*Recorded data:*
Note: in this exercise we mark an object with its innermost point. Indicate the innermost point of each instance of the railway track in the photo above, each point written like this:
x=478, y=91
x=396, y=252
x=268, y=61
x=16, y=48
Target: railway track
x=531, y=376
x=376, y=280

*Task requirements:* Gather every line of the entries above that contains the word "railway", treating uppercase and lowercase as different.

*Result below:*
Note: in this exercise we mark an object with its innermost point. Indicate the innermost point of each instance of the railway track in the photo above, each point written like this:
Target: railway track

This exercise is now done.